Records shown -

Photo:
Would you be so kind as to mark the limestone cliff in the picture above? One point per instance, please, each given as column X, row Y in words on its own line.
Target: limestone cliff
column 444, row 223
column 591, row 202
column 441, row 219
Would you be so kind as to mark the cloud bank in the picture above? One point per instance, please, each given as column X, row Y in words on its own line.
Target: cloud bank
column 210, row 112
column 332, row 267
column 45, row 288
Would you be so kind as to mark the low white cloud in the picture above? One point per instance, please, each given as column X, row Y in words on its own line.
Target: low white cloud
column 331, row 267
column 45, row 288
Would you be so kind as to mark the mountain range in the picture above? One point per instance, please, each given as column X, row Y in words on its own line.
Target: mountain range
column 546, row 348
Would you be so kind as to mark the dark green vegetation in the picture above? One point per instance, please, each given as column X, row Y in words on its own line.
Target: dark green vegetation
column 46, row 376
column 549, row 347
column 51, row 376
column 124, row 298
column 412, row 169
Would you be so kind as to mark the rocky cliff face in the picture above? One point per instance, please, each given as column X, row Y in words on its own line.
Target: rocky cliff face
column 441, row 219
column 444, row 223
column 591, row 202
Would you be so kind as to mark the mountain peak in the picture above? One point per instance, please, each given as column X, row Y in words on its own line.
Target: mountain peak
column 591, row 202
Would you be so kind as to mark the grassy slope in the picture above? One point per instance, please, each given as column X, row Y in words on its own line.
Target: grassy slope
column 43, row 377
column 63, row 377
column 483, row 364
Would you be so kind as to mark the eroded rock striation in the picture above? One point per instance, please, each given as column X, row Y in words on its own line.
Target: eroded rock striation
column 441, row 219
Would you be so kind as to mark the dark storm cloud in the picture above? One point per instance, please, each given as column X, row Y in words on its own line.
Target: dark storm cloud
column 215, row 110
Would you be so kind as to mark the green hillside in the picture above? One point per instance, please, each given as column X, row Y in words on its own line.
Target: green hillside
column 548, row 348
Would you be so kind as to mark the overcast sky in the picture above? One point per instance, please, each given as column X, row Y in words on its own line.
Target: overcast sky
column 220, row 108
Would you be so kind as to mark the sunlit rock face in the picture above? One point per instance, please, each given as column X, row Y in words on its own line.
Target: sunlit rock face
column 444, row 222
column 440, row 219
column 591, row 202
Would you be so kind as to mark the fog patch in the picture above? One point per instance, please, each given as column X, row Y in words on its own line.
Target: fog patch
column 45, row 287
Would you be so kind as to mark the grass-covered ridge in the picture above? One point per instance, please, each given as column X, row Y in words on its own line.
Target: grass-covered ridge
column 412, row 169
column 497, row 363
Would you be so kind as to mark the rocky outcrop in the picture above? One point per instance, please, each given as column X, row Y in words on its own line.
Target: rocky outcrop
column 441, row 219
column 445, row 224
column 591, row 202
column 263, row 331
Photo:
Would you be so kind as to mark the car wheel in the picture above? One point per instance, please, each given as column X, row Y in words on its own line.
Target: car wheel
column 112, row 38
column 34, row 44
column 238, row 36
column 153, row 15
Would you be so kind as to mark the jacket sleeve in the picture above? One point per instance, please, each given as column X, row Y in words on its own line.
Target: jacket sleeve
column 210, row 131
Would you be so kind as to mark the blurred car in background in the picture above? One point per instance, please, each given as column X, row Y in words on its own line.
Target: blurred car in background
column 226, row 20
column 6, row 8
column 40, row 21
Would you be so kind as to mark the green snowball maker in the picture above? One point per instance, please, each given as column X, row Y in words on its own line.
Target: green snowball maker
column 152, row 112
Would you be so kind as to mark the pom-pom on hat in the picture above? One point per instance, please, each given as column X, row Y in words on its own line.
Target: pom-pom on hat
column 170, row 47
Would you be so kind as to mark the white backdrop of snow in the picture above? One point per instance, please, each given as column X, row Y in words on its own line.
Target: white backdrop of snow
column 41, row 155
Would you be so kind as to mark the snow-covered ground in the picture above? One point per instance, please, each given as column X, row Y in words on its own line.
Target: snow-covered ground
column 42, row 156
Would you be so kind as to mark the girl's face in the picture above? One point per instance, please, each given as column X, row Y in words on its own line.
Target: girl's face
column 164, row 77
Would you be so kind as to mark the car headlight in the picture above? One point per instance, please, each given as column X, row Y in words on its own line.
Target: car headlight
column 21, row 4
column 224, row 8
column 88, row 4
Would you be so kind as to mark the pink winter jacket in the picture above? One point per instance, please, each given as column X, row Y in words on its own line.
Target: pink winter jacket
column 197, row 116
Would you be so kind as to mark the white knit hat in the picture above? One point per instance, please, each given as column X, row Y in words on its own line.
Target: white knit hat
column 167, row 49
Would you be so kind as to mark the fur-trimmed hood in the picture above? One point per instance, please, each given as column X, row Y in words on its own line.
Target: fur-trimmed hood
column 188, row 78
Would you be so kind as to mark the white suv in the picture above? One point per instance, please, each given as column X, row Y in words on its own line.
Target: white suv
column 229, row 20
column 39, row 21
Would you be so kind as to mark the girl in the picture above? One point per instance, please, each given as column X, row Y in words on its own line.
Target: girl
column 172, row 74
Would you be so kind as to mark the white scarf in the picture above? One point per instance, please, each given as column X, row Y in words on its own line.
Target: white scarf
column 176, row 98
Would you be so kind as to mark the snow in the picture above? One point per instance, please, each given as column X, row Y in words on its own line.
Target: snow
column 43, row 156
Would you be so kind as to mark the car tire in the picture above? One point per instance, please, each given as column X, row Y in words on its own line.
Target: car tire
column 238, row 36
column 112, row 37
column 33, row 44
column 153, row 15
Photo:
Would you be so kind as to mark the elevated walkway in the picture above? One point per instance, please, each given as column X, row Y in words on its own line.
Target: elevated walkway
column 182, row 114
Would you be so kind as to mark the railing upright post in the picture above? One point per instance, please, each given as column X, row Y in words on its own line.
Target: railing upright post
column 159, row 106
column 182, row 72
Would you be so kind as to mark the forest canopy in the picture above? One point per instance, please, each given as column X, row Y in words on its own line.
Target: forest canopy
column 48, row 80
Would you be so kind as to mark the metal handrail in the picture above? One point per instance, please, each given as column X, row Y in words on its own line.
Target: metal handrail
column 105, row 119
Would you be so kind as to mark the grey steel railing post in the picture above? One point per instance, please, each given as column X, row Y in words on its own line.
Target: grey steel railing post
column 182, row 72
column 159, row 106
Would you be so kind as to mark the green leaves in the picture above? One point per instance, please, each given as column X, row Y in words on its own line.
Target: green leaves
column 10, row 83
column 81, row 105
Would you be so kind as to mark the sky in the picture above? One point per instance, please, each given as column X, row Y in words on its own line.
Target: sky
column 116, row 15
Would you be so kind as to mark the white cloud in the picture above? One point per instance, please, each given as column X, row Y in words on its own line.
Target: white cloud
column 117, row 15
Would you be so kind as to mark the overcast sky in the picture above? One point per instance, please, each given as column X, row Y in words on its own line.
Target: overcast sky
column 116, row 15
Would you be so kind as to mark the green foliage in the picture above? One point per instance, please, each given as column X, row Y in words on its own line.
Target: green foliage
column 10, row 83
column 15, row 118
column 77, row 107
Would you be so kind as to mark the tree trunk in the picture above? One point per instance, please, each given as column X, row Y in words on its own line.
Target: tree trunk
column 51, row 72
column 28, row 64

To do -
Rewrite all of the data above, replacing each "Target" with "Label" and leaving everything else unchanged.

Complete answer -
Photo:
Would you be so kind as to mark the limestone cliff in the picture above? One point per instance, please, each given as column X, row Y in words on its own line.
Label: limestone cliff
column 444, row 223
column 591, row 202
column 441, row 219
Would you be so kind as to mark the cloud bank in the picture above? One point per instance, please, each given as column X, row Y in words on its own line.
Label: cloud bank
column 210, row 112
column 332, row 267
column 45, row 288
Would you be so kind as to mark the low white cloud in the picture above? One point per instance, please, each given as column X, row Y in words on its own line.
Label: low white cloud
column 331, row 267
column 45, row 288
Would you be so kind as to mark the mountain range in the picture above? One point per instance, please, each given as column X, row Y in words on its own line.
Label: mountain range
column 546, row 348
Would you be so kind as to mark the dark green vegetation in the picture above? One point per instance, please, each given as column X, row Y in words on its own line.
Label: dark green vegetation
column 46, row 376
column 549, row 347
column 51, row 376
column 124, row 298
column 412, row 169
Would you be so kind as to mark the rocky cliff face in the picture above? One point per instance, please, each given as column X, row Y in words on its own line.
Label: rocky cliff face
column 441, row 219
column 444, row 223
column 591, row 202
Would you be so kind as to mark the mountain peak in the picture above? One point per instance, please, each given as column X, row Y in words on its own line.
Label: mountain peak
column 591, row 202
Would you be so kind as to mark the grassy slope in the picture above? One point per instance, please, each given as column X, row Y in words on its own line.
Label: grassy slope
column 43, row 377
column 63, row 377
column 483, row 364
Would you be so kind as to mark the eroded rock striation in the picture above? One point per instance, please, each given as column X, row Y in words on its own line.
Label: eroded rock striation
column 441, row 219
Would you be so kind as to mark the dark storm cloud in the picture above? One point per instance, please, each given as column X, row Y in words on its own line.
Label: dark storm cloud
column 215, row 110
Would you be so kind as to mark the green hillside in the picture above? One point per instance, please, each given as column X, row Y in words on its own line.
Label: green hillside
column 548, row 348
Would you be so kind as to mark the overcast sky in the picture above? One point per instance, please, each given as column X, row Y in words on its own line.
Label: overcast sky
column 220, row 108
Would you be so kind as to mark the sunlit rock face in the picture above? One point per instance, please, each given as column X, row Y in words on its own line.
Label: sunlit rock face
column 444, row 222
column 440, row 219
column 591, row 202
Would you be so kind as to mark the fog patch in the picture above? One point per instance, please, each given as column X, row Y in words on its own line.
Label: fog patch
column 45, row 287
Would you be so kind as to mark the grass-covered ridge in the picture above? One point per instance, please, each given as column X, row Y in words on its own line.
Label: grass-covered ridge
column 412, row 169
column 497, row 363
Would you be so kind as to mark the rocky outcrop in the picture above? One point per instance, please, each given as column X, row Y in words on its own line.
Label: rocky outcrop
column 441, row 219
column 445, row 224
column 591, row 202
column 263, row 331
Photo:
Would you be so kind as to mark the car wheel in the picture above? One point per instance, please, each given as column X, row Y in words on its own line.
Label: car wheel
column 112, row 38
column 34, row 44
column 238, row 36
column 153, row 15
Would you be so kind as to mark the jacket sleeve in the picture above? One point per instance, please, each given as column X, row Y in words on its own line.
Label: jacket sleeve
column 210, row 131
Would you be so kind as to mark the blurred car in background in the picture above? One point per instance, please, each given as column X, row Y in words on its own line.
Label: blurred car in background
column 226, row 20
column 6, row 8
column 40, row 21
Would you be so kind as to mark the green snowball maker in the picture above? One point per instance, please, each given as column X, row Y in words on its own line.
Label: green snowball maker
column 152, row 112
Would you be so kind as to mark the pom-pom on hat in the picture above? One point per instance, please, each given as column X, row Y in words on its own line.
Label: pom-pom on hat
column 170, row 47
Would you be so kind as to mark the white backdrop of snow in the picture above? One point per instance, please, each given as column X, row Y in words on its own line.
Label: white backdrop of snow
column 41, row 155
Would you be so kind as to mark the snow-covered ground in the picture above? One point per instance, please, each given as column X, row Y in words on its own line.
Label: snow-covered ground
column 42, row 156
Would you be so kind as to mark the girl's face in the picture above? One point per instance, please, each given as column X, row Y in words on its own line.
Label: girl's face
column 164, row 77
Would you be so kind as to mark the car headlight in the picture above? One point per instance, please, each given as column X, row Y in words on its own line.
Label: car headlight
column 21, row 4
column 224, row 8
column 88, row 4
Would you be so kind as to mark the pink winter jacket in the picture above? One point per instance, please, each given as column X, row Y in words on its own line.
Label: pink winter jacket
column 197, row 116
Would you be so kind as to mark the white knit hat in the picture above? One point per instance, please, each given as column X, row Y in words on its own line.
Label: white knit hat
column 167, row 49
Would you be so kind as to mark the fur-trimmed hood in the picture above? One point per instance, please, each given as column X, row Y in words on its own line.
Label: fur-trimmed hood
column 188, row 78
Would you be so kind as to mark the white suv in the picture above? One point per instance, please, each given as column X, row Y in words on its own line.
Label: white suv
column 229, row 20
column 39, row 21
Would you be so kind as to mark the girl in the picture above? One point per instance, please, each given as column X, row Y in words on its own line.
Label: girl
column 172, row 74
Would you be so kind as to mark the white scarf in the picture above? One point per instance, please, each given as column X, row Y in words on its own line.
Label: white scarf
column 176, row 98
Would you be so kind as to mark the snow in the picture above? One point per instance, please, each given as column X, row Y in words on its own line.
Label: snow
column 43, row 156
Would you be so kind as to mark the car tire in the picture above? One point per instance, please, each given as column X, row Y in words on its own line.
Label: car tire
column 238, row 36
column 112, row 37
column 33, row 44
column 153, row 15
Photo:
Would you be so kind as to mark the elevated walkway in the picture above? One point per instance, please, each given as column X, row Y in words on its own line.
Label: elevated walkway
column 182, row 114
Would you be so kind as to mark the railing upright post in the picture above? One point per instance, please, each given as column X, row Y in words on its own line.
Label: railing upright post
column 159, row 106
column 182, row 72
Would you be so kind as to mark the forest canopy in the picture above? One point per instance, please, each given as column X, row Y in words on its own line.
Label: forest canopy
column 48, row 80
Would you be so kind as to mark the metal handrail in the picture above? One point per instance, please, each given as column X, row Y in words on its own line.
Label: metal handrail
column 105, row 119
Would you be so kind as to mark the grey steel railing post in the picture above? One point per instance, please, each given as column X, row Y in words on its own line.
Label: grey steel railing post
column 182, row 72
column 159, row 106
Would you be so kind as to mark the green leaves in the picture above? One point per instance, please, each given as column X, row Y in words on its own line.
Label: green leaves
column 10, row 83
column 81, row 105
Would you be so kind as to mark the sky in the picture above? One point per instance, please, each given as column X, row Y in words on its own line.
Label: sky
column 116, row 15
Would you be so kind as to mark the white cloud in the picture above? One point per instance, please, each given as column X, row Y in words on its own line.
Label: white cloud
column 117, row 15
Would you be so kind as to mark the overcast sky in the picture above? One point per instance, please, each given as column X, row Y in words on its own line.
Label: overcast sky
column 116, row 15
Would you be so kind as to mark the green foliage in the picture above? One point per instance, please, each given as column X, row Y in words on its own line.
Label: green foliage
column 10, row 83
column 15, row 118
column 77, row 107
Would you be so kind as to mark the tree trunk in the picture above? One point per instance, please, each given as column X, row Y in words on its own line.
Label: tree trunk
column 51, row 72
column 28, row 64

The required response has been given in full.